Point annotation records
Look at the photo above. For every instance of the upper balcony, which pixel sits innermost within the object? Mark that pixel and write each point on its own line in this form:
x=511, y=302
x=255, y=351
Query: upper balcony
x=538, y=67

## INSTRUCTIONS FOR THE TASK:
From the items above, extract every line that contains the word "balcony" and copy each line in full.

## SOLUTION FOR THIS EXERCISE:
Look at the photo above. For every instance of the upper balcony, which pixel sits innermost within the object? Mark that pixel and write each point on its own line in this form:
Query: upper balcony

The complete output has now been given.